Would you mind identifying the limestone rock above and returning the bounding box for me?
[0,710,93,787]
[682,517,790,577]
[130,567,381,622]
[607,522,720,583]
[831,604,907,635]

------------------------

WRITTEN TASK » Rewrite the records with "limestone rock" swapped for "granite boulder" and everything else left the same.

FINISHED TASK »
Would you mind identifying the granite boulder above and returning the bounding box for me?
[0,710,93,787]
[682,517,790,577]
[130,567,381,622]
[607,522,720,583]
[831,604,907,635]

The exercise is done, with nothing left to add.